Copy the lines from the start of the records up to and including the line that contains "M 92 107 L 76", substituting "hill crest" for "mountain ridge" and keeping everything else the same.
**** Task inputs ****
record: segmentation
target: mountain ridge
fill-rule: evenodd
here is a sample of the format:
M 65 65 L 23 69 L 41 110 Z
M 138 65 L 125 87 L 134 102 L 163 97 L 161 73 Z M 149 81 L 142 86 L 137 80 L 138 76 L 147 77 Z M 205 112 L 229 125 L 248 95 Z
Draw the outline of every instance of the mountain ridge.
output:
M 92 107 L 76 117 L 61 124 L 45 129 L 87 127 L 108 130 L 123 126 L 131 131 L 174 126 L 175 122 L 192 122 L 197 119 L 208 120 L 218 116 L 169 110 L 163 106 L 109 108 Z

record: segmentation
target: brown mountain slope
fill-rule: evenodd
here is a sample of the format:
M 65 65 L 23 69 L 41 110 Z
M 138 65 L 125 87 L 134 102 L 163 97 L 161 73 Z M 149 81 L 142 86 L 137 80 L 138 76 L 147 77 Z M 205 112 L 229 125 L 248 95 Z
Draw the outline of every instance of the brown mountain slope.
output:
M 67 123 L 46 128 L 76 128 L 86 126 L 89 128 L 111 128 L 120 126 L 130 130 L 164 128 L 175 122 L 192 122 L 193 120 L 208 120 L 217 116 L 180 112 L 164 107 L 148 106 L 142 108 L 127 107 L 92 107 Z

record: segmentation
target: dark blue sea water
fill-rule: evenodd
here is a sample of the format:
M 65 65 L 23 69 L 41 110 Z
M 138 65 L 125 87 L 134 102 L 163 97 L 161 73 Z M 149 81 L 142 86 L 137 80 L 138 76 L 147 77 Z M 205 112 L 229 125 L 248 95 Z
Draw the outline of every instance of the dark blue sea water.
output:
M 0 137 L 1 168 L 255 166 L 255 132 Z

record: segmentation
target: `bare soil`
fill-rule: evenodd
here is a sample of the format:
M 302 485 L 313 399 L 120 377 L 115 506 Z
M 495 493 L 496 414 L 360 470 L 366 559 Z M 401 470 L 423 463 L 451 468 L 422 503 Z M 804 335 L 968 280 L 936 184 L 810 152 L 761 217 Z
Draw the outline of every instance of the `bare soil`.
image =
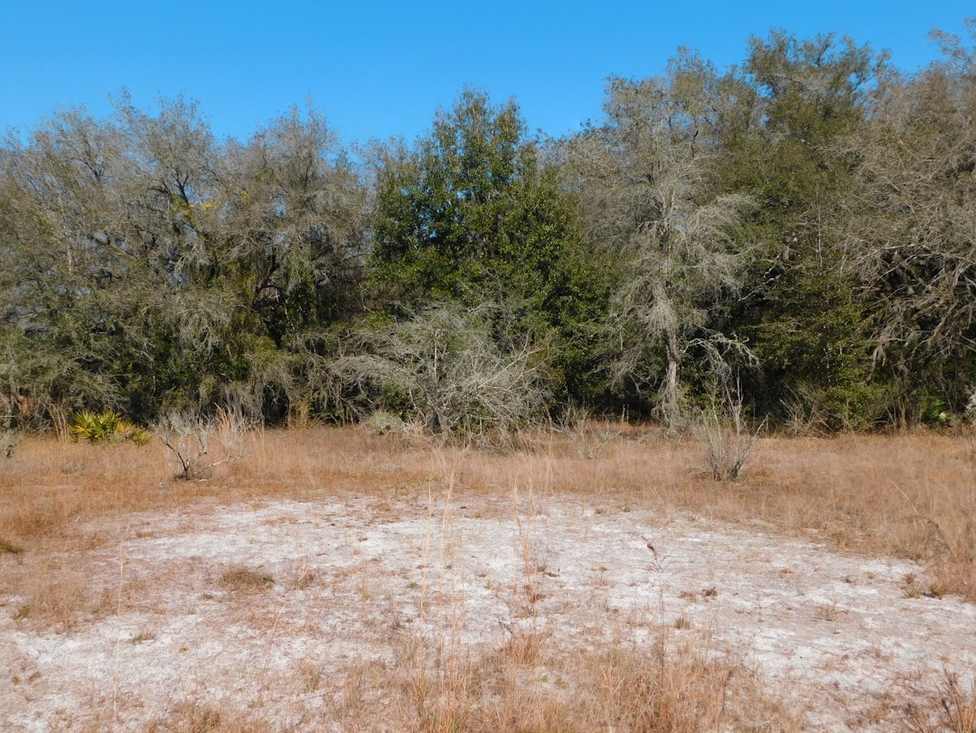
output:
M 156 729 L 187 706 L 351 729 L 350 671 L 372 685 L 359 704 L 382 711 L 383 671 L 411 645 L 461 657 L 526 632 L 567 652 L 692 642 L 755 675 L 804 730 L 890 730 L 947 672 L 976 684 L 972 604 L 923 595 L 913 562 L 831 552 L 812 530 L 447 488 L 197 502 L 82 529 L 84 568 L 60 588 L 86 600 L 60 620 L 30 603 L 57 596 L 45 574 L 72 553 L 43 567 L 0 555 L 39 589 L 0 589 L 3 730 Z M 781 729 L 766 714 L 747 729 Z

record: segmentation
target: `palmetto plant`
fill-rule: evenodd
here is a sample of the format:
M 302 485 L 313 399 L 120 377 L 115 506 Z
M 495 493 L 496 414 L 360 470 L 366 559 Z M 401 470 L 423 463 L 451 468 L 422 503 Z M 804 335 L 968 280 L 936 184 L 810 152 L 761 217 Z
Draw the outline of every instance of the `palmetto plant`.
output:
M 106 410 L 93 412 L 82 410 L 71 417 L 68 427 L 71 439 L 89 443 L 121 443 L 132 441 L 137 445 L 144 445 L 149 434 L 126 420 L 120 412 Z

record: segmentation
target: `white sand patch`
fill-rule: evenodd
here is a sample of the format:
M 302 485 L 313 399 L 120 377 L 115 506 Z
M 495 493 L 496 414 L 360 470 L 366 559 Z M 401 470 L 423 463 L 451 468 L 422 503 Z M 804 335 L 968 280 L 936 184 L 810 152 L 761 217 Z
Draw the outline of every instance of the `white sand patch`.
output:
****
= Reply =
record: segmentation
target: hill crest
fill-rule: evenodd
here is a sample of the format:
M 65 65 L 23 69 L 41 110 Z
M 138 65 L 125 87 L 134 102 L 163 97 L 161 73 Z M 149 81 L 142 86 L 137 80 L 138 76 L 147 77 Z M 205 112 L 229 125 L 248 95 Z
Draw the outline of every instance of the hill crest.
output:
M 92 107 L 76 117 L 61 124 L 45 129 L 87 127 L 108 130 L 123 126 L 131 131 L 174 126 L 175 122 L 192 122 L 197 119 L 208 120 L 218 116 L 169 110 L 163 106 L 109 108 Z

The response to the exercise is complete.